Exercise - Continue the post about arsenic-bound DNA and possible bacterial life on Titan from the point where it ends.
[Passage for review Boundary: Start]
Recently in the news, NASA discovered bacteria that had a special type of DNA. Organic DNA was thought to be a template, being the only kind of DNA possible. This DNA is bound simply like this:
The phosphates bind the sugars together, creating a 'backbone'. But in the newly discovered bacteria, it was found that Arsenic, a poisonous substance, was binding to the DNA. Called GFAJ-1, These bacteria live in an Arsenic lake in California. According to a different blogger, scientists can't yet be sure if the Arsenic is binding to the DNA or if it is simply sticking to it. This is due to several natural examples of Arsenic attaching to DNA, but not binding to it. Find that blogger here: http://scienceblogs.com/digitalbio/2010/12/where_can_we_find_arsenic_in_a.php. I simply skipped over this step of finding whether or not these bind or attach. I am considering the possibility of life on Titan, one of Saturn's many moons.
Titan is covered in thousands of methane lakes, and I hypothesize that we may find bacteria similar to GFAJ-1 in these lakes. I've decided to call this bacteria GFAJ-2, for simplistic sake. My proof:
(The following can be seen in picture below, on the left)
[Passage for review Boundary: End]
[Material supplied Boundary: Start]
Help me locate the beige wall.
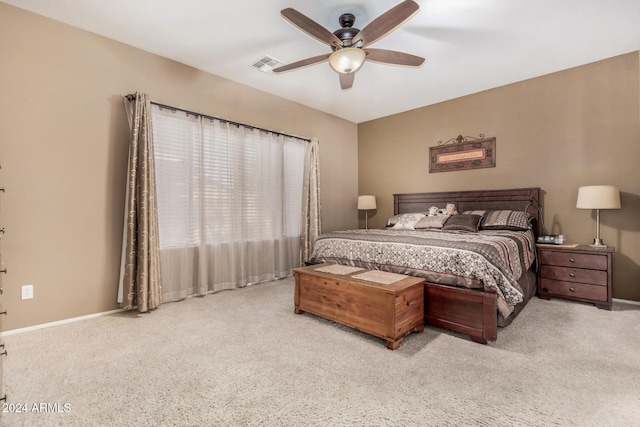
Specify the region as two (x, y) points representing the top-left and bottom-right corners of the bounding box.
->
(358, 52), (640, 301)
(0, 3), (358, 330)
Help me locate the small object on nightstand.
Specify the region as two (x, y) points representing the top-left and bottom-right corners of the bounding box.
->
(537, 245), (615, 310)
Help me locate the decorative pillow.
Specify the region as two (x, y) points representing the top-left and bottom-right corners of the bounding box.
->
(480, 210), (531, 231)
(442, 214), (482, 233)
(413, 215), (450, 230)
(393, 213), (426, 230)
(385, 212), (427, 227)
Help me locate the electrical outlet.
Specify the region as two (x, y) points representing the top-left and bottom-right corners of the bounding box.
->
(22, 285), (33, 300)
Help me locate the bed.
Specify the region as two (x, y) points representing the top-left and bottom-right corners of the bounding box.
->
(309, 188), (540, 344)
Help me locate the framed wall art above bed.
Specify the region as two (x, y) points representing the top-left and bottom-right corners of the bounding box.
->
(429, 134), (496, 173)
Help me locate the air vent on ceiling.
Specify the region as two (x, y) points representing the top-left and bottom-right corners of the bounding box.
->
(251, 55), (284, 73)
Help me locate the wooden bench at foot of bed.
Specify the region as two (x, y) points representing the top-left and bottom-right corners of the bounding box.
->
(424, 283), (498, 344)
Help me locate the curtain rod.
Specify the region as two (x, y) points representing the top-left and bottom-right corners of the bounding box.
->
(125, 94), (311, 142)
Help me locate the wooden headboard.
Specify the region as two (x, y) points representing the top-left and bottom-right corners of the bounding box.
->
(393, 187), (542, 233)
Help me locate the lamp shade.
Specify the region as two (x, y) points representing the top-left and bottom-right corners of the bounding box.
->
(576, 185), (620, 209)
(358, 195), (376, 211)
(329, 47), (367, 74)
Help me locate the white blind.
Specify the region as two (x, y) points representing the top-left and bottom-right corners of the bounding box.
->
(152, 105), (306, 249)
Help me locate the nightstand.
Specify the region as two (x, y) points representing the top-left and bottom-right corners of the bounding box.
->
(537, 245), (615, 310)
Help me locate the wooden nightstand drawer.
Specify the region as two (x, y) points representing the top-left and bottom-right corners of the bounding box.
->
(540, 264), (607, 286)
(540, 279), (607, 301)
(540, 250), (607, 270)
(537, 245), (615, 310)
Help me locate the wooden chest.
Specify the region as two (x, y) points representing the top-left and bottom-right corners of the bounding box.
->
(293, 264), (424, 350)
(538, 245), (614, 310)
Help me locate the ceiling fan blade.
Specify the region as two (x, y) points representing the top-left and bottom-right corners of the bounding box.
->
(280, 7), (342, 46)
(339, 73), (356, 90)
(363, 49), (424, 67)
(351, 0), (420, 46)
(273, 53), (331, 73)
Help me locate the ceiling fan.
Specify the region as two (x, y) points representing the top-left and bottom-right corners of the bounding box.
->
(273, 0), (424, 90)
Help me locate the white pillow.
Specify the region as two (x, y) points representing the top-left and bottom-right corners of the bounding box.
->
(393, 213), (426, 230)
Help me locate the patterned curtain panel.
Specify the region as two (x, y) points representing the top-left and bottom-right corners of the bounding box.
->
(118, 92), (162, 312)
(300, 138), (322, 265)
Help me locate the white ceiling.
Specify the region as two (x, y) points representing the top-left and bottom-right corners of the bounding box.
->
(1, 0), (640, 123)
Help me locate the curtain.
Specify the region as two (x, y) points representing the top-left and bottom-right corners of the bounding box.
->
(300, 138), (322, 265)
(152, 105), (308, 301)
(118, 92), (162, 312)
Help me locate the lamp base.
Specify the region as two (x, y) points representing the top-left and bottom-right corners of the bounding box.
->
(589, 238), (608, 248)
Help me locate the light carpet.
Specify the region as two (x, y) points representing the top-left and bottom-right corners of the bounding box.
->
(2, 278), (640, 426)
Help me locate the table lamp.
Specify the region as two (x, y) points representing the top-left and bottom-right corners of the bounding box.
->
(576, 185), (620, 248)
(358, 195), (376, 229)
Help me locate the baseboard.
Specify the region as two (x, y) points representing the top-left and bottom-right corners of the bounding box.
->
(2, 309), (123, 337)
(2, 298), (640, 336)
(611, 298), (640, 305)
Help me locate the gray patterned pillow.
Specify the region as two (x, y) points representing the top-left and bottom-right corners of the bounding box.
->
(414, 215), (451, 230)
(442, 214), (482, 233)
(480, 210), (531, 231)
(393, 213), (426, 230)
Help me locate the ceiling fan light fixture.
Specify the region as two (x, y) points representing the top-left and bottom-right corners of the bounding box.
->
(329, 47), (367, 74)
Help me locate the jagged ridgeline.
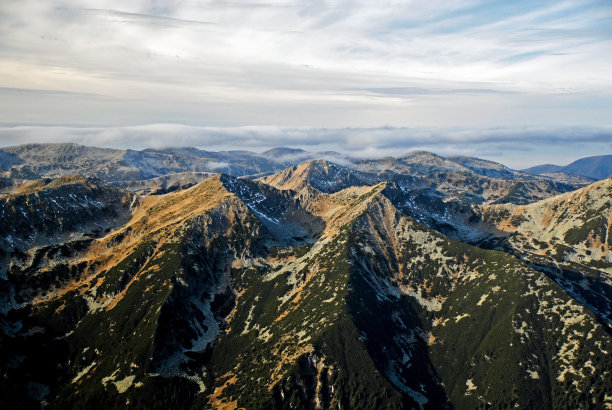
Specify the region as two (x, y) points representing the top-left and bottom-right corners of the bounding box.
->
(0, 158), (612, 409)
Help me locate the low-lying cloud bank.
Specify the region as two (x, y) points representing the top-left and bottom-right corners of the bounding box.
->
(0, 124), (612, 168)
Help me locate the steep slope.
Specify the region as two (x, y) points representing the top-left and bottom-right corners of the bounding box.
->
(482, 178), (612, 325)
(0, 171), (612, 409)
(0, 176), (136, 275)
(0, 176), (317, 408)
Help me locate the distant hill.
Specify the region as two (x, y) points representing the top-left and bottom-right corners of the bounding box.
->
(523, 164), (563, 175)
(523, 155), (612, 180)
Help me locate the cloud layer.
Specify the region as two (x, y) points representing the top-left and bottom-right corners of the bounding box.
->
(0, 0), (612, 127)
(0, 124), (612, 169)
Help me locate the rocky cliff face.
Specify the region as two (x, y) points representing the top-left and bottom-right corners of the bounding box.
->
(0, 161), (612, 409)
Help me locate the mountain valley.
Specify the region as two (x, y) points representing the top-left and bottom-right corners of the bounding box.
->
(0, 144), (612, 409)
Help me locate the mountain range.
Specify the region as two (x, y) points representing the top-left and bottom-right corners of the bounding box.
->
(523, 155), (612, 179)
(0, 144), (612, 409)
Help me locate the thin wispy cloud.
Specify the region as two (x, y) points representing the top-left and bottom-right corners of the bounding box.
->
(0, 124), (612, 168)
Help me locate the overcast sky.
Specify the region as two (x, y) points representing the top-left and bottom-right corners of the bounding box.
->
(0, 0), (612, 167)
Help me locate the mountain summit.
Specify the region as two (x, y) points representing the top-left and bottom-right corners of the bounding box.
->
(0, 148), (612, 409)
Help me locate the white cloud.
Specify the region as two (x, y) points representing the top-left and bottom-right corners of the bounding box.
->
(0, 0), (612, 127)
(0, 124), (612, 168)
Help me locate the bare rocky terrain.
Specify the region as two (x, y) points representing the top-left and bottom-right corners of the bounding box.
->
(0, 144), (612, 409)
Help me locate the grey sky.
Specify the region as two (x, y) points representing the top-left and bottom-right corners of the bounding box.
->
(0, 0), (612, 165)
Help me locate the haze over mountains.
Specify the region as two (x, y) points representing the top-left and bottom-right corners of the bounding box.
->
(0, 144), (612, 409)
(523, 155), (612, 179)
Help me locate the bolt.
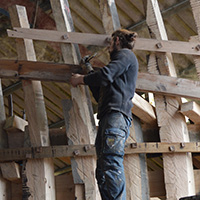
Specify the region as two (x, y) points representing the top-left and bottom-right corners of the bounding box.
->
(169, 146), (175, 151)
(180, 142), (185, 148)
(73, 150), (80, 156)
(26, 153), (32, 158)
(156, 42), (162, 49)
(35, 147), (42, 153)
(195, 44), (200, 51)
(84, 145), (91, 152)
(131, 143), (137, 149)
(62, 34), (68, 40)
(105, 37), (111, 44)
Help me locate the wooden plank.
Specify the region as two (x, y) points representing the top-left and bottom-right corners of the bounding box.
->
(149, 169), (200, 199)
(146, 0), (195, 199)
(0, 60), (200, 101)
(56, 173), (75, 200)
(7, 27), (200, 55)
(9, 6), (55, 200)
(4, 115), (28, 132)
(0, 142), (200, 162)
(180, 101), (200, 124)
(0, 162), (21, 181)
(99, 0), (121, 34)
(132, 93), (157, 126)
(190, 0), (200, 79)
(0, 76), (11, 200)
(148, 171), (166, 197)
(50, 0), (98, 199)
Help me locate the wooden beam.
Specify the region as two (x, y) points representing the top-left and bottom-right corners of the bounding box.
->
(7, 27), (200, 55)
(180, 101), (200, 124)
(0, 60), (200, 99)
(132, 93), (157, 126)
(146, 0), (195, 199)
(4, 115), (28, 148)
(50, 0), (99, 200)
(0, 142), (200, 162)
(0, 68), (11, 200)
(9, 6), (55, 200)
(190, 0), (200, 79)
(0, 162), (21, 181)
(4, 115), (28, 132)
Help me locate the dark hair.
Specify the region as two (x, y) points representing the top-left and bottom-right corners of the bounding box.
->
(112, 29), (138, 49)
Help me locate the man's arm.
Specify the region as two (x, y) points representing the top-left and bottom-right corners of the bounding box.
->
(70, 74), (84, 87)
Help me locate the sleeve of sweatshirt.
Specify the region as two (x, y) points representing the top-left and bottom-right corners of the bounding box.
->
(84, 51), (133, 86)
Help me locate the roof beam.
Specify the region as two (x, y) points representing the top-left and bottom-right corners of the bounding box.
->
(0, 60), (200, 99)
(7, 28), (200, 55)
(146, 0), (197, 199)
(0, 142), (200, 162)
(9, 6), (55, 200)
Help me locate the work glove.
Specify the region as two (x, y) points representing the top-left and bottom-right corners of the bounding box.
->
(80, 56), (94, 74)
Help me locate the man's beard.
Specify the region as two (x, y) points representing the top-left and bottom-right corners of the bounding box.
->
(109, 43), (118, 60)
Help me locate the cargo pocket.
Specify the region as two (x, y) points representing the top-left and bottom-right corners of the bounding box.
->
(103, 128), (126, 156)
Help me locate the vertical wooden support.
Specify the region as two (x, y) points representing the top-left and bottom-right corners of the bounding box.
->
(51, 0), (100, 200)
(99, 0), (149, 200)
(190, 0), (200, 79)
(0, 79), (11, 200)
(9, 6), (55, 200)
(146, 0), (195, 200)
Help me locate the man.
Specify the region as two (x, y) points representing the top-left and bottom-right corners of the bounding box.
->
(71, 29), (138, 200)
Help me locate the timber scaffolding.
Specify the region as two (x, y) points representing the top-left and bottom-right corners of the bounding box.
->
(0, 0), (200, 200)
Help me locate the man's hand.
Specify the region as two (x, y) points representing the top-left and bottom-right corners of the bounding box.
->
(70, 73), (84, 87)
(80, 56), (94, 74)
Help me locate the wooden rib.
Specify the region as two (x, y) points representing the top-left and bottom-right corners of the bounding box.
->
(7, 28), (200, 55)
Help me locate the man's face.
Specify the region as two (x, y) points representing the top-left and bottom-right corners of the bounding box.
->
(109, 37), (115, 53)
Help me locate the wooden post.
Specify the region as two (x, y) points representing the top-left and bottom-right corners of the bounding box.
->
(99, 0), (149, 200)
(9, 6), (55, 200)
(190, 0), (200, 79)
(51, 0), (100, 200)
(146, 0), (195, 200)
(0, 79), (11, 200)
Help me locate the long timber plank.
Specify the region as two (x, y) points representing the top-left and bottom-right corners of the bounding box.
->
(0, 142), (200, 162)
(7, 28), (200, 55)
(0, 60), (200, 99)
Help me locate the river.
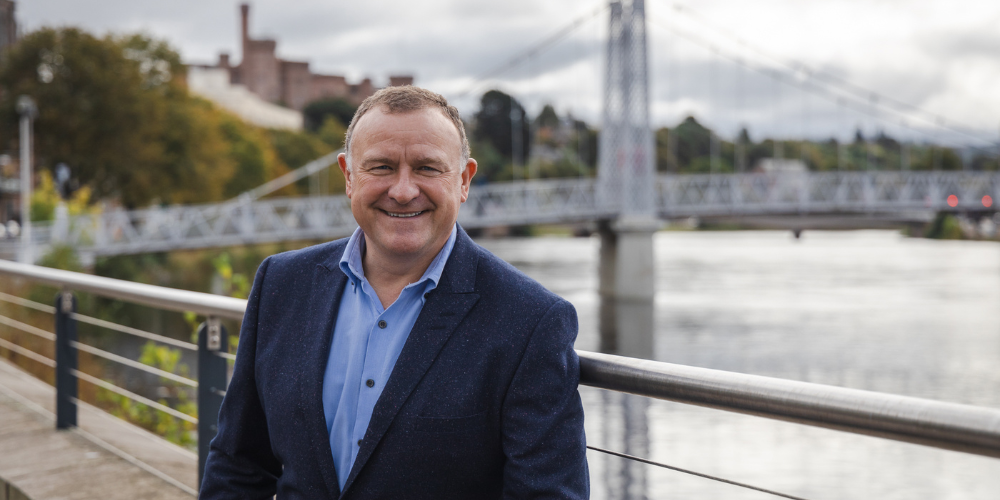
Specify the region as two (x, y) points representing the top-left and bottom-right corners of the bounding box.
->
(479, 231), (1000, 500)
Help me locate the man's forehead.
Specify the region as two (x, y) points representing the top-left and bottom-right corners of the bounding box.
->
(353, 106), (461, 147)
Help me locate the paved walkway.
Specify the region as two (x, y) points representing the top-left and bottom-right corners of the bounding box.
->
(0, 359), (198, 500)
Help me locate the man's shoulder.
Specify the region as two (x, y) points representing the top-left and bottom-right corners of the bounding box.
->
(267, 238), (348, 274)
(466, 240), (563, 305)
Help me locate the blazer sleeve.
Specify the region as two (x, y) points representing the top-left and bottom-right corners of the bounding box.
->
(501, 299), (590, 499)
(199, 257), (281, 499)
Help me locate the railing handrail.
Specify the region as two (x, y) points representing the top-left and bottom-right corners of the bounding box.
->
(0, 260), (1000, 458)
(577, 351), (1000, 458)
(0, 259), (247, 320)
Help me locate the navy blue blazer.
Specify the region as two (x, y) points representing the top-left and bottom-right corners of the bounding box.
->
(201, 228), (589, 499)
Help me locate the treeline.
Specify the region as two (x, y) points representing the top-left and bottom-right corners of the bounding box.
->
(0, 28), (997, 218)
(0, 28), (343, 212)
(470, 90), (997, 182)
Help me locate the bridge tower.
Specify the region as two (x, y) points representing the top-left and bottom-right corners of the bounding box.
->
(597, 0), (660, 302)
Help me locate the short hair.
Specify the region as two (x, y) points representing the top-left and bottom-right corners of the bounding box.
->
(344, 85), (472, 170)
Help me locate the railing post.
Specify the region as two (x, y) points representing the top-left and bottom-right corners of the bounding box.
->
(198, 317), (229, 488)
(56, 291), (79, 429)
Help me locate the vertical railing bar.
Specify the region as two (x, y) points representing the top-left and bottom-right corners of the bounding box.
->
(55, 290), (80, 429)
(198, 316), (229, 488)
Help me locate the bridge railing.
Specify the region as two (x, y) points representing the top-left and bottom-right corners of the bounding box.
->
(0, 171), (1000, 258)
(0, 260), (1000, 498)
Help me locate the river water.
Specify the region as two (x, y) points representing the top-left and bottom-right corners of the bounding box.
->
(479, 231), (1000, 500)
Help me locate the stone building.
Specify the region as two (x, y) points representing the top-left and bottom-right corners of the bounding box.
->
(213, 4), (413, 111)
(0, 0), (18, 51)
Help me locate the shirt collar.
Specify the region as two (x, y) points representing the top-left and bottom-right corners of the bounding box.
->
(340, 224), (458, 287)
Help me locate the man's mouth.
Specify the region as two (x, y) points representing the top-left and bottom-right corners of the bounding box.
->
[Material supplied Boundary: End]
Result -
In a sugar ring, 4 carbons and 1 oxygen form the ring, , while the remaining 1 carbon atom, 10 hydrogen atoms, and 3 oxygen atoms attach to these correspondingly. But if you notice in the picture, the one oxygen seems to not have bonded to anything. Methane has a chemical makeup of CH4, which I believe could properly bind to that lone oxygen. The lone oxygen has 8 electrons, while the methane molecule shares 10 altogether. These molecules could form an covalent bond, filling the first three shells of the standard atom.
Now you may be thinking that a gas (methane at room temperature) could not bond with a solid (sugar at room temperature). Well, on Titan, its roughly -290 degrees Fahrenheit. You'll find that Methane solidifies at -296.5 degrees Fahrenheit. So if the methane is solidified, it may be possible for it to bond to the sugar. And if you're thinking that this is impossible, for bacteria to survive at -290 degrees Fahrenheit, on earth there is bacteria that can survive much more extreme conditions, called extremophiles.
This is why I believe a molecule like GFAJ-2 could exist, but I am only a freshman in high school, so I do not know a lot about biology yet. But if you would reply and help me, I would greatly appreciate it.